◆ **Requirement**: Output every line exactly as written. Leave out pictures.

Start of Dataset entries

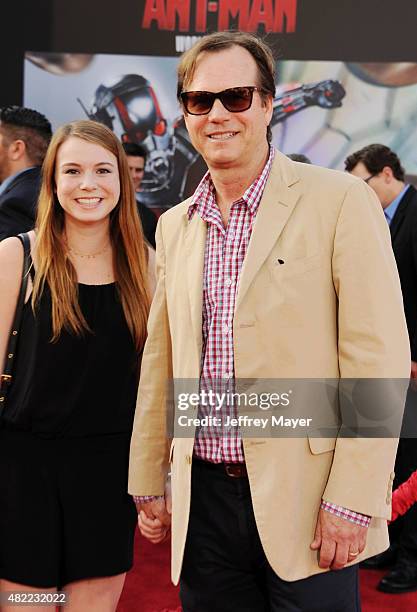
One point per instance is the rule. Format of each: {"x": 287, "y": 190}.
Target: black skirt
{"x": 65, "y": 514}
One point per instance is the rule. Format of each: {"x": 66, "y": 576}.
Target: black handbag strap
{"x": 6, "y": 378}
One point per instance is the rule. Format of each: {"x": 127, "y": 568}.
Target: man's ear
{"x": 268, "y": 104}
{"x": 16, "y": 150}
{"x": 387, "y": 173}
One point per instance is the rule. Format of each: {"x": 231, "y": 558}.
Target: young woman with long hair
{"x": 66, "y": 520}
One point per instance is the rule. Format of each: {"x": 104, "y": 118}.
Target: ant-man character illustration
{"x": 130, "y": 108}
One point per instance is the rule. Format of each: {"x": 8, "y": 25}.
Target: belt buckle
{"x": 233, "y": 470}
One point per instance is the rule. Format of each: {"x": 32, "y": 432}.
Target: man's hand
{"x": 338, "y": 540}
{"x": 154, "y": 517}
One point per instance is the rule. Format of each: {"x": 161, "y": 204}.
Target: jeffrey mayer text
{"x": 243, "y": 420}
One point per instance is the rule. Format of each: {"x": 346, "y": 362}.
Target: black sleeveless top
{"x": 78, "y": 386}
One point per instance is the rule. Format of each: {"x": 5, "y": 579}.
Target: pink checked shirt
{"x": 224, "y": 255}
{"x": 225, "y": 252}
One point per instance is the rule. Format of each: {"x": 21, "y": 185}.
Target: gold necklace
{"x": 88, "y": 255}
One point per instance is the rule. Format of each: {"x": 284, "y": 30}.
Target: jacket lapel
{"x": 400, "y": 212}
{"x": 281, "y": 194}
{"x": 195, "y": 240}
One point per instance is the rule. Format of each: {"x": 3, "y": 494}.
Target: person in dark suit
{"x": 136, "y": 158}
{"x": 380, "y": 167}
{"x": 24, "y": 139}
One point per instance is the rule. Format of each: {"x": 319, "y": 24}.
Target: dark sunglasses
{"x": 371, "y": 176}
{"x": 234, "y": 99}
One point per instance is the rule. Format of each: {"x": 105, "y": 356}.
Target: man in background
{"x": 24, "y": 139}
{"x": 381, "y": 169}
{"x": 136, "y": 158}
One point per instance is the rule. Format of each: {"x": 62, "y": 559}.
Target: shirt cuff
{"x": 348, "y": 515}
{"x": 142, "y": 499}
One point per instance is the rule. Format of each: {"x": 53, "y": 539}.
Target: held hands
{"x": 154, "y": 517}
{"x": 413, "y": 376}
{"x": 338, "y": 541}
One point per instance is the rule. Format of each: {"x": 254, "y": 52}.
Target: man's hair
{"x": 375, "y": 157}
{"x": 219, "y": 41}
{"x": 299, "y": 157}
{"x": 131, "y": 148}
{"x": 19, "y": 123}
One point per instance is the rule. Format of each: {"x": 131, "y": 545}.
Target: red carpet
{"x": 148, "y": 587}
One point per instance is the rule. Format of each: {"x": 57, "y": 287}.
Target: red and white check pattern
{"x": 349, "y": 515}
{"x": 225, "y": 252}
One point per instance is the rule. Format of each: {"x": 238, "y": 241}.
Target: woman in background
{"x": 66, "y": 520}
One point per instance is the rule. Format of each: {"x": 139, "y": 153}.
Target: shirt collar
{"x": 390, "y": 210}
{"x": 7, "y": 181}
{"x": 204, "y": 199}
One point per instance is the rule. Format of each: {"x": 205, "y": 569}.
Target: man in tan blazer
{"x": 272, "y": 270}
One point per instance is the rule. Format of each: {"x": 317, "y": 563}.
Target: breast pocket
{"x": 286, "y": 268}
{"x": 321, "y": 445}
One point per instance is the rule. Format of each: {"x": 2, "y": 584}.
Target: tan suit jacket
{"x": 333, "y": 310}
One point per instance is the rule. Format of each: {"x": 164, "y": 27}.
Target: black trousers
{"x": 225, "y": 568}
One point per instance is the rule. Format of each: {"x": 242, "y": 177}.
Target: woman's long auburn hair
{"x": 53, "y": 266}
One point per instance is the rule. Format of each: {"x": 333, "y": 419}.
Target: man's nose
{"x": 218, "y": 111}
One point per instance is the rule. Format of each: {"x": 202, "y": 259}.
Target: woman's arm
{"x": 11, "y": 263}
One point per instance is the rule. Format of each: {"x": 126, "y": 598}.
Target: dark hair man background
{"x": 24, "y": 139}
{"x": 381, "y": 168}
{"x": 136, "y": 158}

End of Dataset entries

◆ **Finished answer**:
One point per instance is the rule. Format of each: {"x": 287, "y": 190}.
Target: black skirt
{"x": 65, "y": 514}
One point per instance is the rule. Format of each: {"x": 66, "y": 576}.
Target: black handbag strap
{"x": 6, "y": 378}
One point per instance is the rule. Format of each: {"x": 127, "y": 568}.
Target: man's ear
{"x": 268, "y": 104}
{"x": 16, "y": 150}
{"x": 387, "y": 173}
One point per instance is the rule. Format of each: {"x": 231, "y": 558}.
Target: young woman with long hair
{"x": 66, "y": 520}
One point per instance is the rule. Format of each: {"x": 104, "y": 118}.
Target: ant-man character illustration
{"x": 130, "y": 108}
One point per instance is the rule. Format of each: {"x": 8, "y": 25}.
Target: belt buckle
{"x": 233, "y": 470}
One point per instance is the rule. Format of each: {"x": 32, "y": 432}.
Target: man's hand
{"x": 338, "y": 540}
{"x": 154, "y": 517}
One point per instance is the rule. Format of each: {"x": 161, "y": 204}.
Target: jeffrey mayer text
{"x": 243, "y": 420}
One point per instance is the rule. Format of each: {"x": 346, "y": 362}.
Target: black sleeveless top
{"x": 78, "y": 386}
One point per instance is the rule. Format of each: {"x": 5, "y": 579}.
Target: pink checked shirt
{"x": 224, "y": 255}
{"x": 225, "y": 252}
One point per instance is the rule. Format of each: {"x": 21, "y": 185}.
Target: gold necklace
{"x": 88, "y": 255}
One point per instance is the rule. Format of each: {"x": 284, "y": 30}.
Target: jacket lapel
{"x": 400, "y": 212}
{"x": 281, "y": 194}
{"x": 195, "y": 240}
One point per instance is the rule. Format of each: {"x": 3, "y": 494}.
Target: person in dark suit
{"x": 136, "y": 158}
{"x": 380, "y": 167}
{"x": 24, "y": 139}
One point per instance is the rule. Format of each: {"x": 319, "y": 24}.
Target: dark sunglasses
{"x": 371, "y": 176}
{"x": 234, "y": 99}
One point per instance is the rule. Format of each: {"x": 105, "y": 356}.
Target: man in background
{"x": 24, "y": 139}
{"x": 381, "y": 169}
{"x": 136, "y": 158}
One point per instance is the rule. Format of each: {"x": 62, "y": 559}.
Target: shirt cuff
{"x": 348, "y": 515}
{"x": 142, "y": 499}
One point per instance is the rule. Format of each: {"x": 53, "y": 539}.
Target: held hands
{"x": 154, "y": 517}
{"x": 413, "y": 376}
{"x": 338, "y": 541}
One point per instance is the rule. Format of each: {"x": 254, "y": 52}.
Target: man's hair
{"x": 375, "y": 157}
{"x": 219, "y": 41}
{"x": 299, "y": 157}
{"x": 131, "y": 148}
{"x": 19, "y": 123}
One point per instance is the rule. Format of each: {"x": 131, "y": 545}.
Target: red carpet
{"x": 148, "y": 587}
One point per instance is the rule. Format of each: {"x": 57, "y": 287}.
Target: red and white check pattern
{"x": 349, "y": 515}
{"x": 225, "y": 252}
One point per instance is the rule. Format of each: {"x": 238, "y": 241}.
Target: woman in background
{"x": 66, "y": 520}
One point per instance is the rule. Format of each: {"x": 139, "y": 153}.
Target: shirt collar
{"x": 390, "y": 210}
{"x": 7, "y": 181}
{"x": 204, "y": 199}
One point per instance is the rule. Format of each: {"x": 205, "y": 569}.
Target: man in tan blazer
{"x": 272, "y": 270}
One point per instance is the rule. Format of each: {"x": 317, "y": 563}.
Target: breast pocket
{"x": 286, "y": 268}
{"x": 321, "y": 445}
One point per instance is the rule. Format of each: {"x": 2, "y": 584}.
Target: tan suit jacket
{"x": 333, "y": 310}
One point per instance is the rule. Format of each: {"x": 164, "y": 27}.
Target: black trousers
{"x": 225, "y": 568}
One point per instance is the rule. Format of each: {"x": 242, "y": 177}.
Target: woman's long auburn hair
{"x": 53, "y": 266}
One point per instance is the rule. Format of each: {"x": 333, "y": 419}.
Target: man's nose
{"x": 218, "y": 111}
One point per instance is the rule. Format of each: {"x": 202, "y": 259}.
Target: woman's arm
{"x": 11, "y": 263}
One point per instance is the rule. Format of each: {"x": 126, "y": 598}.
Target: dark hair man background
{"x": 24, "y": 139}
{"x": 381, "y": 168}
{"x": 136, "y": 158}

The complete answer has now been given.